%%
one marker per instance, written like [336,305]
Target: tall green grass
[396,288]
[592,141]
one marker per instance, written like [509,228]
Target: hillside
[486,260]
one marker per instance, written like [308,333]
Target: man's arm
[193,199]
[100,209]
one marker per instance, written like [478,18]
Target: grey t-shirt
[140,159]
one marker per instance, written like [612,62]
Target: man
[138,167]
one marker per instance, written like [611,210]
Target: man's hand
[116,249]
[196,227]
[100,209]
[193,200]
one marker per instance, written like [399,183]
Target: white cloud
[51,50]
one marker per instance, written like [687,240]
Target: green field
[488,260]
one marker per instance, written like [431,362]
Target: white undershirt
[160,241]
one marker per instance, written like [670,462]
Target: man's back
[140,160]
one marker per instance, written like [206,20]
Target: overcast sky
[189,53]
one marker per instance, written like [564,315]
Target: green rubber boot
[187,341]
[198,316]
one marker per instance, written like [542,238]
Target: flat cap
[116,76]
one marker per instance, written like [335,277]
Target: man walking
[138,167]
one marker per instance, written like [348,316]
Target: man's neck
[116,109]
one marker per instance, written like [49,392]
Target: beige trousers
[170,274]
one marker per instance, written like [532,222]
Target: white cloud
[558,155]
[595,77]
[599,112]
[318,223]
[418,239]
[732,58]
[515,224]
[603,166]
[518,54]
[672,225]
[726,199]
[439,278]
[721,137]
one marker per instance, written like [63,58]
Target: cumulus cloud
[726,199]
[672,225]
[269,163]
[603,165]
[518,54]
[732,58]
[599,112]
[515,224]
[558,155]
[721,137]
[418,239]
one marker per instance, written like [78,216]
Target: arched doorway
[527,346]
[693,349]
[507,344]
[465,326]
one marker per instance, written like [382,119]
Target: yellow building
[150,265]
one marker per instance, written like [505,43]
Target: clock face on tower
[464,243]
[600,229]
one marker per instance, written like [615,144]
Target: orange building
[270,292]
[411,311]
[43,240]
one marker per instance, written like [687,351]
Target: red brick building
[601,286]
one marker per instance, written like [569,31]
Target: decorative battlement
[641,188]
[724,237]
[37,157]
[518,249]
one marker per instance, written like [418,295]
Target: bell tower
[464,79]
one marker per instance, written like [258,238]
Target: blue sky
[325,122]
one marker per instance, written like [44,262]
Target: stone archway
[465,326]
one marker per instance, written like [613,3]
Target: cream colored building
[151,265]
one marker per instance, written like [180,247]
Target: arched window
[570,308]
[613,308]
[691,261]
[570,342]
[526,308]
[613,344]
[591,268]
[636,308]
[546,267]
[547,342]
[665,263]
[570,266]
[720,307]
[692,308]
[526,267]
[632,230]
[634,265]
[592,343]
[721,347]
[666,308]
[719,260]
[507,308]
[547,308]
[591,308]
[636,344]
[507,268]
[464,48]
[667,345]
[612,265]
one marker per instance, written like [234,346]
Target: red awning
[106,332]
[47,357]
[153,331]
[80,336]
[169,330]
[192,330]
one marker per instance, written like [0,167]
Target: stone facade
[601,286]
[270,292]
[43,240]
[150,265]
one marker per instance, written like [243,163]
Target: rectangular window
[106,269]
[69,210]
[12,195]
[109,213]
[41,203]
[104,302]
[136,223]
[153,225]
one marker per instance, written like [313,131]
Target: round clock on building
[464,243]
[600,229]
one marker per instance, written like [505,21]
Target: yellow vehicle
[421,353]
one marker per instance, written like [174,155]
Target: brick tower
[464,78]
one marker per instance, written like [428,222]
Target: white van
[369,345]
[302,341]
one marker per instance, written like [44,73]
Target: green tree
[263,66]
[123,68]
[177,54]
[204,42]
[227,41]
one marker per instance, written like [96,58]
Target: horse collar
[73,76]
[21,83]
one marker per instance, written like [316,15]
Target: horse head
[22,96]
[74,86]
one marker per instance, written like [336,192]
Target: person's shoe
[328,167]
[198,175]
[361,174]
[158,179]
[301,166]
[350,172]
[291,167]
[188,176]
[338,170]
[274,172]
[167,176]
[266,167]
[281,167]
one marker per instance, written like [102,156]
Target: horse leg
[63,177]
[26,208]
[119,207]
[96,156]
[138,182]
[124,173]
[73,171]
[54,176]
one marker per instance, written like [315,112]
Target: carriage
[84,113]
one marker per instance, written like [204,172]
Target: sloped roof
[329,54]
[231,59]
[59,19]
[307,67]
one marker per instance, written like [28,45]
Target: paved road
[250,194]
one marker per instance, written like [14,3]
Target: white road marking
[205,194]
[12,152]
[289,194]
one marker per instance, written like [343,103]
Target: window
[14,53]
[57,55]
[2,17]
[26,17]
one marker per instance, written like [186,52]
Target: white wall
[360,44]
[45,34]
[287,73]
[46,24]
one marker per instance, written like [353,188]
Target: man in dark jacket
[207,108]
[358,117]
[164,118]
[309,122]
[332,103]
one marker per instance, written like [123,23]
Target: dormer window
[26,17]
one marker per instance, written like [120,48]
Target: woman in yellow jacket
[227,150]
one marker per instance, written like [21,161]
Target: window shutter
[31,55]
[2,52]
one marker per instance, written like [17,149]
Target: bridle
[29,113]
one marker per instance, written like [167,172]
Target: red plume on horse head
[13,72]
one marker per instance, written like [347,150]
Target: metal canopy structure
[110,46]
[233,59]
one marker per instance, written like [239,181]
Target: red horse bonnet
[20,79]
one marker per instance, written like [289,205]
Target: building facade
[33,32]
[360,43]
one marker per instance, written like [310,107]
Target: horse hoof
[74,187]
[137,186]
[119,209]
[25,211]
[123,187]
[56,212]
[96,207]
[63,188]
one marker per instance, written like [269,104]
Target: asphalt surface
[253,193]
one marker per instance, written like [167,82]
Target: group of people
%%
Starting at the line that contains "one marker per instance, written like [167,82]" and ending at the last line of the items, turn each line into a string in a JSON list, leaving out any blank lines.

• **Exercise output**
[
  "one marker per instance, written like [167,82]",
  "Target: group of people"
]